**WORK INSTRUCTIONS:**
Output each entry below verbatim, omitting the pictures.
[START]
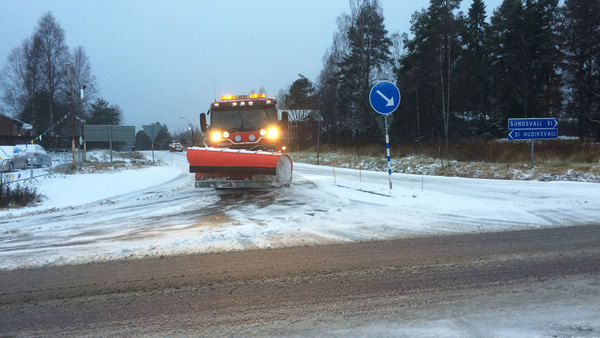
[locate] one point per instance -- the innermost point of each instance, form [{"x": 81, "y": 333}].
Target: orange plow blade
[{"x": 229, "y": 168}]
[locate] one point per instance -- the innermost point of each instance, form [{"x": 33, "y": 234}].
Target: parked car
[
  {"x": 10, "y": 162},
  {"x": 36, "y": 154},
  {"x": 175, "y": 147}
]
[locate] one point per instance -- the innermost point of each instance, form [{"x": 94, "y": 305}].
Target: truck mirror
[{"x": 203, "y": 125}]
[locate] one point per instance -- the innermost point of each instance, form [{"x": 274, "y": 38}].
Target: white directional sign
[{"x": 384, "y": 97}]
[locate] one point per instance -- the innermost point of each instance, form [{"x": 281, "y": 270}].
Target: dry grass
[{"x": 99, "y": 163}]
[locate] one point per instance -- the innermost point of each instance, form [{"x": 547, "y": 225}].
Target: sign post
[
  {"x": 532, "y": 129},
  {"x": 385, "y": 99}
]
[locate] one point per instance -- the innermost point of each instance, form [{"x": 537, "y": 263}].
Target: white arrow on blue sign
[END]
**TASK RESPONSE:**
[locate] one point per instance -- the innermost point of each instance, form [{"x": 81, "y": 333}].
Target: orange plow blade
[{"x": 229, "y": 168}]
[locate] one point per instance -- the innermost point of each instance, form [{"x": 33, "y": 234}].
Target: parked car
[
  {"x": 10, "y": 162},
  {"x": 36, "y": 154},
  {"x": 175, "y": 147}
]
[locate] one point per instance -- the innermost point of each instance, form [{"x": 94, "y": 305}].
Target: truck mirror
[{"x": 203, "y": 125}]
[locate] one point per instance -- the innermost point of each instance, form [{"x": 274, "y": 38}].
Target: white directional sign
[{"x": 384, "y": 97}]
[locate] one point per instance -- the innermost point of each instance, form [{"x": 281, "y": 270}].
Target: dry grass
[{"x": 99, "y": 163}]
[locate] one point per instance -- the innermost point of each instance, form [{"x": 547, "y": 225}].
Target: sign post
[
  {"x": 532, "y": 129},
  {"x": 385, "y": 99}
]
[locate] one point per instance -- the innermost point of each instance, form [{"x": 537, "y": 263}].
Target: white arrow on blue sign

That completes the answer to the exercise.